__Passage shown__.
○ ○ ○ ○ ○

Last May, the David Brower Center in Berkeley, California, kicked off the National Park Service’s 100th birthday on August 25 with an exhibit that showcases the work of 20 local artists who have found inspiration and meaning in our parklands. The exhibit, “Common Ground: A Celebration of Our National Parks,” honors the legacy of David Brower, an environmentalist and mountaineer who led campaigns to establish 10 new national parks and seashores, including Point Reyes National Seashore, North Cascades National Park and Redwood National Park. Brower was also fiercely proud of his artistic abilities, including photography, painting, writing and filmmaking. 

As many national parks face the threat of encroaching development, the role of art in celebrating and publicizing the beauty of the parks remains essential. We spoke with Kimberley D’Adamo Green, an Oakland-based painter, about her contribution to the Brower Center exhibit and her relationship with the national parks. The painting D’Adamo lent to the exhibit, called “Emotional Interior of Biology No. 36,” was inspired by her recent residency at the Lucid Art Foundation in Inverness, California, where she spent three weeks studying Point Reyes National Seashore.

Anna Guth: What drew you to the national parks as a source of inspiration?

○ ○ ○ ○ ○

__Data extract__.
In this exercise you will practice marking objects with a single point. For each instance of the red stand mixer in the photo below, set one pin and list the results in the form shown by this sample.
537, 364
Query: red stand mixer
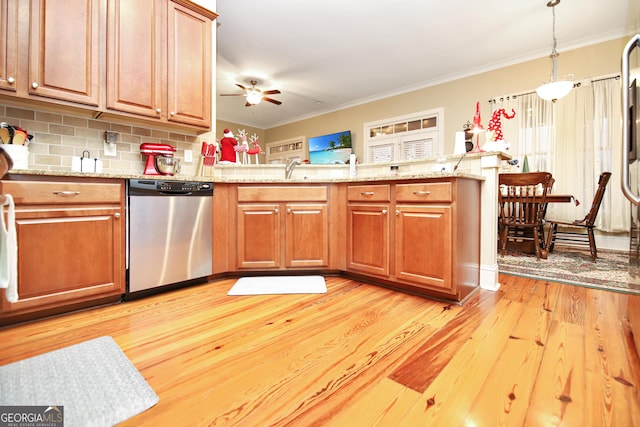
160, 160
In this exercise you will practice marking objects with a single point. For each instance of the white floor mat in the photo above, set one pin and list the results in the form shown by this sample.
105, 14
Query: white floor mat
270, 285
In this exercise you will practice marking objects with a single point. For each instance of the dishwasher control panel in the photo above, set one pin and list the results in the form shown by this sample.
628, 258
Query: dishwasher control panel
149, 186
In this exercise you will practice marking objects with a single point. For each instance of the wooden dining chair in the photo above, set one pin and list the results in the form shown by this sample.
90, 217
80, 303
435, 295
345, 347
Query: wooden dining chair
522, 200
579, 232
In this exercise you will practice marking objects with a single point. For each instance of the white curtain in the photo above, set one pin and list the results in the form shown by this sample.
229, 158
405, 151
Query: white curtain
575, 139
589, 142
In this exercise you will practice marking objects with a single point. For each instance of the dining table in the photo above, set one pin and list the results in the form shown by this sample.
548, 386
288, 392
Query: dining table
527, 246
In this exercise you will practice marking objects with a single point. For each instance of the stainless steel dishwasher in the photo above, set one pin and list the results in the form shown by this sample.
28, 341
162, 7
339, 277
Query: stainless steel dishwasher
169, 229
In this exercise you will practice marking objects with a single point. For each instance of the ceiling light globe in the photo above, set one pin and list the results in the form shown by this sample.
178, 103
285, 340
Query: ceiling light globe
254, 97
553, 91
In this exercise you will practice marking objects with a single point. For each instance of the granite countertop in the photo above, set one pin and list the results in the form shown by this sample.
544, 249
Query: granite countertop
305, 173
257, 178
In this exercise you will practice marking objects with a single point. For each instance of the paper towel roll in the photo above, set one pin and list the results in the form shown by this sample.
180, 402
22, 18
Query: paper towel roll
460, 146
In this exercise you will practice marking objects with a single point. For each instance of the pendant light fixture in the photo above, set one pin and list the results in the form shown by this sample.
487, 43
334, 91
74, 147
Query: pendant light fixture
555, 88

○ ○ ○ ○ ○

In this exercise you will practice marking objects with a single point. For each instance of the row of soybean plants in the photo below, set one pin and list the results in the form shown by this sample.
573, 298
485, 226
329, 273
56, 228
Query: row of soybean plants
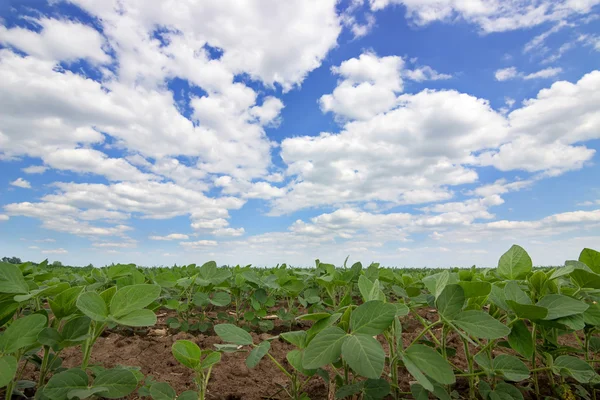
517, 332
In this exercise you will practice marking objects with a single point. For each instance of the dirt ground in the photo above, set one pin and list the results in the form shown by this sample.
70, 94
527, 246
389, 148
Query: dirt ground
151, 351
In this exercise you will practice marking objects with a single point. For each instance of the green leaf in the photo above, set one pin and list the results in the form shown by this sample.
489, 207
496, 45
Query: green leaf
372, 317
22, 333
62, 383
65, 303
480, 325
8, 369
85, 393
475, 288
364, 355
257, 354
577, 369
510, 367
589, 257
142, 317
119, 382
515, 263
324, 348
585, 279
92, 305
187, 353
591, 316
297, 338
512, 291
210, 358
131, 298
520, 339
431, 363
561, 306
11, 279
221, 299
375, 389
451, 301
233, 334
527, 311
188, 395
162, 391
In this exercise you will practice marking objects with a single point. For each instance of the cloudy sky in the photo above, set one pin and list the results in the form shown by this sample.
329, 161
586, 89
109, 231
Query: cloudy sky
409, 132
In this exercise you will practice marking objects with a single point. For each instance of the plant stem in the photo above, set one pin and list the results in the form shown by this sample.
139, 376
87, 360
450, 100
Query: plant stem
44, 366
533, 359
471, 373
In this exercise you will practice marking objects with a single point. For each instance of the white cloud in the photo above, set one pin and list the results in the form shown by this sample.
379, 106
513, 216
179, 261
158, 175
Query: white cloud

○ ○ ○ ○ ○

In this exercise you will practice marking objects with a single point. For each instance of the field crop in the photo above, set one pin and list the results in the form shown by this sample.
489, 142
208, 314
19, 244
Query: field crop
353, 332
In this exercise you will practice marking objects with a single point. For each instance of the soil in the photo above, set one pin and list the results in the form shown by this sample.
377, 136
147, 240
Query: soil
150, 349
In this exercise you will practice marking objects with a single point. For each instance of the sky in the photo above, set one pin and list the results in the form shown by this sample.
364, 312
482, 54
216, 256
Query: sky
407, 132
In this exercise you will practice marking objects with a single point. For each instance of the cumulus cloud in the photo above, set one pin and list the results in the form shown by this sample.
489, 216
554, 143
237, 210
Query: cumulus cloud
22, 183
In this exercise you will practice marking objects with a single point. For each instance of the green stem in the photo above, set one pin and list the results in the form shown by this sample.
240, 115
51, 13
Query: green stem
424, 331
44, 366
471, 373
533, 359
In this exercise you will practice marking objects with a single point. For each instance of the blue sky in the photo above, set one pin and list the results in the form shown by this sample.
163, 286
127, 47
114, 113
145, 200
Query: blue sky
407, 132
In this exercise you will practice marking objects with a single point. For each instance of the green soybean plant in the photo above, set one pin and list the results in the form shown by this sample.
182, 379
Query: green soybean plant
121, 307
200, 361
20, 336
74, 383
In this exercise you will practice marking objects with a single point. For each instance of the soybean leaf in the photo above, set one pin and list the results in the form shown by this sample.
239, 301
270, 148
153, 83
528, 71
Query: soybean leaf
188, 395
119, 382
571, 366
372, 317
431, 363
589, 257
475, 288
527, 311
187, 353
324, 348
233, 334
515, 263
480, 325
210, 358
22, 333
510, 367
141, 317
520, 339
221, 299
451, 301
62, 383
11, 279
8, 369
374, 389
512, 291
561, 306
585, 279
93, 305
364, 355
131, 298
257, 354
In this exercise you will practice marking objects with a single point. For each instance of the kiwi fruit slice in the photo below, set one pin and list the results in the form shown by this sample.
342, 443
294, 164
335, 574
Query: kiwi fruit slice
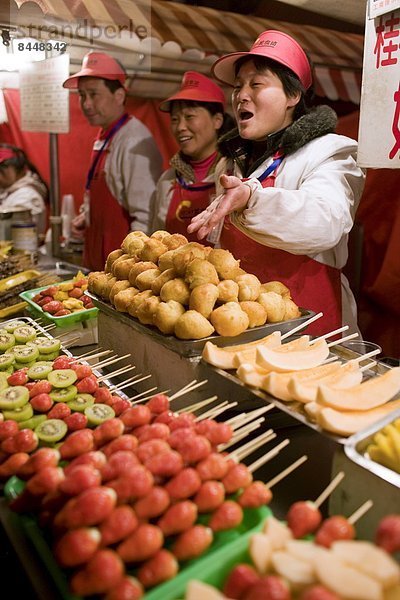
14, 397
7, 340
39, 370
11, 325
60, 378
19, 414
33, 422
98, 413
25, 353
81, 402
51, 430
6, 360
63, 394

○ ○ ○ ○ ○

__Task requirements__.
1. In the article on the Brower Center exhibit, how long did Kimberley D’Adamo Green spend studying Point Reyes National Seashore during her residency?
2. Carry the article on the Brower Center exhibit forward from its last line.

__Responses per task__.
1. Three weeks.

2.
Kimberley D’Adamo Green: Years ago, I started focusing my work on California coastal ecosystems. At the time I was living in East Oakland in a metal warehouse bounded by three train tracks. It was overwhelmingly industrial, loud and dry. To escape the sea of concrete, I started exploring the landscapes off Route 1 and discovered the parks: Big Sur, the Marin Headlands and Point Reyes. These natural spaces are a remarkable contrast to our built world, and places where water shapes the landscape in a more direct, chaotic and beautiful way. I wanted to document both my observations and my emotional relationship to those landscapes as a way of celebrating what we had had the foresight to preserve.

AG: Your art piece combines different perspectives. How do you want to encourage your viewers to see nature?

KD: I love the machinery of science and the new ways of viewing the world around us. These optical technologies—microscopes, satellite imagery and drone video—have shifted our understanding of scale and space, our relationship to the natural world and our awareness of the damage we are doing. They have allowed us to see and feel in a new way.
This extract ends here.